**TO DO**
Repeat every one of the items below word for word, line by line.
# # #
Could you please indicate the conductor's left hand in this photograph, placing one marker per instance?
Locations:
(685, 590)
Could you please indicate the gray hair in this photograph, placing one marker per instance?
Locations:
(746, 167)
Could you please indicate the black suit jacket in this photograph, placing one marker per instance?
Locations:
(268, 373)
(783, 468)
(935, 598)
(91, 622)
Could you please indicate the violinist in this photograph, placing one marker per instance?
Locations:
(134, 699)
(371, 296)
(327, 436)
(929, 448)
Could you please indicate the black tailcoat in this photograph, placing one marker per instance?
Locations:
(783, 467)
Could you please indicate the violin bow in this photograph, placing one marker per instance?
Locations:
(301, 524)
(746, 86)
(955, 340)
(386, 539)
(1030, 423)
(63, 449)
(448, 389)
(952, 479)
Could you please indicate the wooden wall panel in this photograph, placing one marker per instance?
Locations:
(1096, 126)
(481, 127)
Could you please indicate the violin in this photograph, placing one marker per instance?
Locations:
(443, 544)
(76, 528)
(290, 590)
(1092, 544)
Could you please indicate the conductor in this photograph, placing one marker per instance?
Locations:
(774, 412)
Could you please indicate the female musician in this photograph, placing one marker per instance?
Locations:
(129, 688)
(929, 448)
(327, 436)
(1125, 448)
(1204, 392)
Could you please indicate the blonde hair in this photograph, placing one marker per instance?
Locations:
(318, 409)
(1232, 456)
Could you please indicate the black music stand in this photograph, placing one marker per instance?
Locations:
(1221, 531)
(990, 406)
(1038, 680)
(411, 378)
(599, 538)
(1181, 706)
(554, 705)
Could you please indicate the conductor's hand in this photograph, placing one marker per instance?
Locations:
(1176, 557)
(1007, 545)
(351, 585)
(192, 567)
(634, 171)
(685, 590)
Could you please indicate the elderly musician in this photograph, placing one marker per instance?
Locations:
# # #
**COMPLETE ANSWER**
Could you please indicate the conductor's left hand in this photograph, placing one marker per instance?
Locations:
(685, 590)
Could you please indicate the gray hair in this photograph, placing one marker per instance?
Locations:
(746, 167)
Could you please indicate the black suit jacket in this photograph, placing one marker per instance?
Locations:
(268, 373)
(783, 468)
(935, 598)
(91, 622)
Could you please indicate the violinist in this photograph, placing one marker per instance?
Locations:
(134, 699)
(371, 296)
(327, 436)
(929, 448)
Could you please indicate the black tailcoat in this photograph, placing one marker per instance?
Locations:
(783, 467)
Could you please indicate the violin bow in this photograph, placing one marker per instance?
Locations:
(301, 524)
(746, 86)
(955, 340)
(386, 539)
(1030, 423)
(63, 449)
(448, 389)
(952, 479)
Could you please indicate the wooden wall panel in this photograph, placing one marker per instance?
Locations:
(1096, 126)
(481, 127)
Could you please indicate the violin in this photograph, placing one marker per instance?
Locations:
(443, 544)
(76, 528)
(290, 590)
(1092, 544)
Could you please indicate the conductor in this photograph, placing one marker per instance?
Locations:
(774, 412)
Could you please indicate the female musician in this photograph, placing one marker per instance?
Locations:
(129, 688)
(929, 448)
(327, 436)
(1125, 448)
(1204, 392)
Could you please indicate the blonde hair in this photograph, placing one marker per instance?
Locations:
(318, 409)
(1232, 456)
Could you please indicate the black music stand in this photograph, placing one marker per instance?
Locations:
(1221, 531)
(990, 406)
(1038, 680)
(411, 378)
(599, 538)
(1181, 706)
(554, 705)
Could you please indicate the conductor's hand in this photograph, placing one marker per instance?
Locations:
(1176, 557)
(1007, 545)
(351, 585)
(192, 567)
(634, 171)
(685, 590)
Could you please indicate the elderly musician in this photograph, placing one marker per instance?
Locations:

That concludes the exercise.